• [What the exercise asks]: Reproduce every one of the following items verbatim, line for line, without altering any character.

——

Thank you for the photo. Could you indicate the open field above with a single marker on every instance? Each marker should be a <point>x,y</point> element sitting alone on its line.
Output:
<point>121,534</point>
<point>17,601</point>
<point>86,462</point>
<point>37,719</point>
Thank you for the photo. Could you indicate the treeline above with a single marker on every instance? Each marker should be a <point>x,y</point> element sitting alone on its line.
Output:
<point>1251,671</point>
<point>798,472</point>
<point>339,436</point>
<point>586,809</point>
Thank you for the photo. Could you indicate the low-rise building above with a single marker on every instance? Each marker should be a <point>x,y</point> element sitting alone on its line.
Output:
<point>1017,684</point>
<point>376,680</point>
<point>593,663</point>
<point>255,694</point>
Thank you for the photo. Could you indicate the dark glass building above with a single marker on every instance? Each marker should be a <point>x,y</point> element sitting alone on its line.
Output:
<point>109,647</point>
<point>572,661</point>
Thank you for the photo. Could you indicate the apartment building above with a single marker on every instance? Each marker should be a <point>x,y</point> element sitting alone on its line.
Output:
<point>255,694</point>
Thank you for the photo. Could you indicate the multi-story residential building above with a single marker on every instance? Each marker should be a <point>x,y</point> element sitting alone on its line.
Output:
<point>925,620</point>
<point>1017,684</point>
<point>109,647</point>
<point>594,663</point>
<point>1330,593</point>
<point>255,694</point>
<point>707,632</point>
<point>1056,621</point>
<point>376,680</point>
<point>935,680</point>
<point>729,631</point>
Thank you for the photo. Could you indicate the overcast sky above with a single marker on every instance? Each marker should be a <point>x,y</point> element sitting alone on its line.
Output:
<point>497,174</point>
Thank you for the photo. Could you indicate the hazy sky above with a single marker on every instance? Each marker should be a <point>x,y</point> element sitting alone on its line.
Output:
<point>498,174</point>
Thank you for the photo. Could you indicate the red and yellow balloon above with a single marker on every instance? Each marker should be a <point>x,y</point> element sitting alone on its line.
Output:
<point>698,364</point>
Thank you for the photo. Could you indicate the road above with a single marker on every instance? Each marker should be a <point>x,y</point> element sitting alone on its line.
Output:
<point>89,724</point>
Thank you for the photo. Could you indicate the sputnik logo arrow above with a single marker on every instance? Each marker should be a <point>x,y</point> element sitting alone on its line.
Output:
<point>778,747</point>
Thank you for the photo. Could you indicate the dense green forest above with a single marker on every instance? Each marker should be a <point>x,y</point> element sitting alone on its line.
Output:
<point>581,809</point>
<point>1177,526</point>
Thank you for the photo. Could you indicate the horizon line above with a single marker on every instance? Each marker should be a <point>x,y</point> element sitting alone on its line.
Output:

——

• [Answer to the problem]:
Thank you for the photo. Could you indicate the open field above with a single marker on every instance? Each marker should be a <point>x,y</point> element sitting alone on its line.
Output:
<point>121,534</point>
<point>17,601</point>
<point>86,462</point>
<point>37,719</point>
Thank you for the photo. Could you indicate the treeline above with a single marker on every instance? Each marker should be a <point>x,y</point> element sitting alone on its line.
Output:
<point>1251,671</point>
<point>798,472</point>
<point>339,436</point>
<point>586,809</point>
Thank you for the photo. Could you indicate the low-rise building above with a single marker on every instance? Each marker should be a <point>x,y</point> element sitting alone on its line.
Output:
<point>1017,684</point>
<point>376,680</point>
<point>593,663</point>
<point>255,694</point>
Thank you for the photo. Could you indicate the dark glass building above with a single marker on every instance? Each marker should be a <point>x,y</point> element sitting alone on its line.
Output:
<point>109,647</point>
<point>572,661</point>
Thank you for the photo. Could you indicate the apartment building above with a single marker on every instance? Each marker should be a <point>x,y</point> element sitting alone on its line.
Output:
<point>255,694</point>
Thank you for the photo. Could you indicate the multi-story residential building above with a single marker on every instance? Each marker should be a <point>x,y</point> element sitting alone on its line.
Output:
<point>925,620</point>
<point>1017,684</point>
<point>109,647</point>
<point>594,663</point>
<point>1330,593</point>
<point>255,694</point>
<point>707,632</point>
<point>1056,621</point>
<point>376,680</point>
<point>935,680</point>
<point>729,631</point>
Thank you for the photo. Could you indicate the overcast sky above with a single marker on every instance? Each marker should be a <point>x,y</point> element sitting alone on its line.
Output:
<point>497,174</point>
Thank you for the photo. Could you indicate the hazy sky above with a single marker on every instance? Each marker should be a <point>x,y</point> element sitting alone on its line.
Output:
<point>498,174</point>
Thank you for the photo. Could you indicate the red and yellow balloon above with a single marker on every instance? Each marker should be a <point>x,y</point> element sitting alone on its line.
Output:
<point>698,364</point>
Thank you for the photo. Could you indicate the road above with a single marker on every instance? Each marker should be a <point>x,y</point> element sitting alone on its line.
Output:
<point>89,724</point>
Thank you for the photo. Could you indicate the sputnik logo arrow above with a single marker on every instance? Each marker should be a <point>x,y</point> element sitting alone on its line.
Output:
<point>778,747</point>
Thank you for the photo. Could you indicate the dense green forest above with a single marker on every instance? Each marker should be a <point>x,y</point> element sitting alone on its line.
Output:
<point>581,809</point>
<point>1177,526</point>
Thank you for the photo. Could you indicate the horizon line above with a single marker on every instance? Each marker should be a <point>x,y</point> element sitting alone on its line.
Output:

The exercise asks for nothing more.